> Extracted text
= Beginning of Section =
Over 3 months, an intermediate lifter might gain 1.5–2.5 kg total weight with a lean bulk — roughly 1.2–1.8 kg muscle and 0.3–0.7 kg fat. The ratio is favorable.
The tradeoff: a lean bulk is harder to sustain psychologically because progress on the scale is slow. Some people find it difficult to consistently eat enough without the higher-calorie buffer.
The "Aggressive Bulk" Approach
An aggressive bulk uses a larger surplus — 500+ calories above TDEE — to maximize muscle gain rate, accepting that more fat will be gained alongside.
Example: TDEE of 2,800 calories. Aggressive bulk target: 3,300–3,400 calories per day.
A beginner might gain 3–4 kg total in 3 months with an aggressive bulk, but the fat-to-muscle ratio is less favorable — perhaps 1.5–2 kg muscle and 1.5–2 kg fat.
For absolute beginners (first year of training), an aggressive bulk is sometimes justified because the rate of muscle gain is high enough to use more surplus. For advanced lifters, it mostly adds fat.
Protein: Non-Negotiable for Muscle Gain
Calorie surplus alone does not build muscle. Protein provides the amino acids required for muscle protein synthesis. Without sufficient protein, extra calories are stored as fat rather than converted to muscle.
Research consistently supports a target of 1.6–2.2 g of protein per kg of bodyweight for maximising muscle gain.
= End of Section =
> Study questions
(a) In the passage on bulking, what daily protein target per kilogram of bodyweight does research support for maximizing muscle gain?
(b) Continue the passage on bulking from its final sentence.

> Data excerpts
= Beginning of Section =
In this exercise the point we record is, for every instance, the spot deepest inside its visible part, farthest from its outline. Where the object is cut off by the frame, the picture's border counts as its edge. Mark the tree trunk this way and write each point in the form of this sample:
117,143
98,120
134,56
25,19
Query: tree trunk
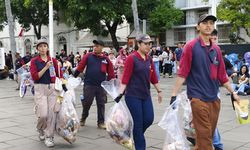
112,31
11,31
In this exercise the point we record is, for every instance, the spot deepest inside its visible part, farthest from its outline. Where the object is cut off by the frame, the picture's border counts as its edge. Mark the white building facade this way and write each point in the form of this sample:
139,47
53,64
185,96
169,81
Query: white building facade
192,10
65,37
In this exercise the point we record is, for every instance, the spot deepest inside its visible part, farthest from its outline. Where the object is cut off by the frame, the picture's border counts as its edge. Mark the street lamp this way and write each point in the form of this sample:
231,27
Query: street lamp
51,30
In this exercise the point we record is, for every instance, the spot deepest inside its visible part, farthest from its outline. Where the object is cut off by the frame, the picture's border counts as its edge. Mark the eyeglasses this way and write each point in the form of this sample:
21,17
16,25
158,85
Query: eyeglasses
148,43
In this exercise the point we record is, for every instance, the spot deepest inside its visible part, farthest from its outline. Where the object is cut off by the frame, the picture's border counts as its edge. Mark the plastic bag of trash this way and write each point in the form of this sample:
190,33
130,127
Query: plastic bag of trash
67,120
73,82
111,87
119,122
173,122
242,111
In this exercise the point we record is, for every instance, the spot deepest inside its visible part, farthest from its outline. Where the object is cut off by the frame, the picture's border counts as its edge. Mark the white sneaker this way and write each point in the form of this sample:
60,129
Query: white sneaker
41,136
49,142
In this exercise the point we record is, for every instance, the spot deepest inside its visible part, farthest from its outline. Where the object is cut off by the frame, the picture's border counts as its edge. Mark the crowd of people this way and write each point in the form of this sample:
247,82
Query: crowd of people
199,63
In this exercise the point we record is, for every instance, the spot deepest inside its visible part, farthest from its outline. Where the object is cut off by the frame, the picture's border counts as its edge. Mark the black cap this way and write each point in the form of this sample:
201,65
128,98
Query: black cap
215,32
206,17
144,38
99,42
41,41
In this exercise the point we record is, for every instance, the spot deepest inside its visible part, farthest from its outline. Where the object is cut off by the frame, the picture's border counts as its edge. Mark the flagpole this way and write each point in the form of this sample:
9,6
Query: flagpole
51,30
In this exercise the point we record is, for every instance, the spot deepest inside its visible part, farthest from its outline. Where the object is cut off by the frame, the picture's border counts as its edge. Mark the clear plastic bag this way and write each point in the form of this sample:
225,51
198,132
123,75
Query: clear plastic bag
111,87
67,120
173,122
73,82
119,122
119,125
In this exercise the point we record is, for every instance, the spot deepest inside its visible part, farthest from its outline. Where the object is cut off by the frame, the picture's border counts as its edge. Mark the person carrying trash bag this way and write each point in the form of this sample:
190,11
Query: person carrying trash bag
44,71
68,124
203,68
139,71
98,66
= End of Section =
= Beginning of Section =
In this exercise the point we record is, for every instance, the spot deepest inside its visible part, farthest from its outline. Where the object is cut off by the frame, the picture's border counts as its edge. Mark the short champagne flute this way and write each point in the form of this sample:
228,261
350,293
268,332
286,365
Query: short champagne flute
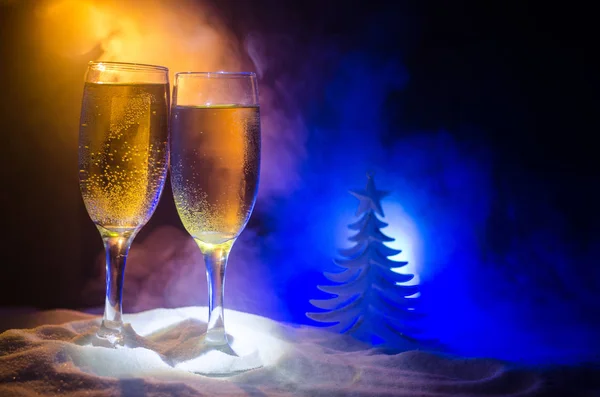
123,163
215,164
= End of Section =
= Beginning of Section =
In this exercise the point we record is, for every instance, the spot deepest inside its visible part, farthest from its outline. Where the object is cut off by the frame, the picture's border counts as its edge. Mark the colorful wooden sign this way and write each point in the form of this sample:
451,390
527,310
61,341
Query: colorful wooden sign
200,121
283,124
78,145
= End of Section =
> Responses
(a) 1.6–2.2 g of protein per kg of bodyweight.

(b)
For a 75 kg person:
- Minimum: 75 × 1.6 = 120 g protein per day
- Upper range: 75 × 2.2 = 165 g protein per day
Going higher than 2.2 g/kg provides no additional benefit and just adds unnecessary calories. But going below 1.6 g/kg while in a calorie surplus means some of the surplus goes to fat rather than muscle.
Tracking Progress and Adjusting
A calorie surplus is calibrated, not just estimated. Set your initial target based on TDEE + the appropriate surplus, then track actual progress:
Weigh yourself daily or every 2–3 days and take a weekly average. Scale weight fluctuates significantly day-to-day due to water, food volume, and sodium. Weekly averages are more meaningful.
Expected rate of weight gain:
- Lean bulk: 0.25–0.5 kg per week
- Moderate bulk: 0.5–1 kg per week
- Aggressive bulk: 0.75–1.5 kg per week
If you are gaining faster than your target rate, reduce calories by 100–200. If you are gaining slower, add 100–200. Adjust based on 2–3 weeks of data, not day-to-day fluctuation.
How to Structure the Extra Calories
The surplus calories should come from nutritious food, not junk. The composition of your diet affects whether extra calories go toward muscle or fat:
Prioritize protein first. Get to your protein target (1.6–2.2 g/kg) before thinking about the rest.
Carbohydrates support training performance. Higher carbohydrate intake improves energy for training, which supports more volume and better recovery — both of which drive muscle growth. Carbohydrates around training (pre- and post-workout) are particularly effective.
Fats support hormone production. Testosterone and other anabolic hormones require dietary fat. A minimum of 0.7–1 g fat per kg of bodyweight is generally recommended.
The rest is flexible. After hitting protein and fat minimums, fill remaining calories with a mix of carbohydrates, additional protein, and fats based on your preference and food availability.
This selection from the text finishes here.